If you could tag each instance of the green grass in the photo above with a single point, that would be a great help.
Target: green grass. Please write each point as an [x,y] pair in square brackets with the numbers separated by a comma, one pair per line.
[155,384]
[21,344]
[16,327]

*Auszuführende Aufgabe*
Gib alle Zeilen des Materials oben erneut wieder, die Aufforderungen eingeschlossen. Skaliere dabei jede Koordinate in den Antworten mit dem Faktor 1,45 und runde auf ganze Zahlen, wobei Halbe aufgerundet werden.

*Vollständige Lösung*
If you could tag each instance of the green grass in the photo above with a single point, that would be a great help.
Target: green grass. Please write each point as an [x,y] pair in square brackets with the numbers separated by a comma, one pair per line.
[225,557]
[30,499]
[23,474]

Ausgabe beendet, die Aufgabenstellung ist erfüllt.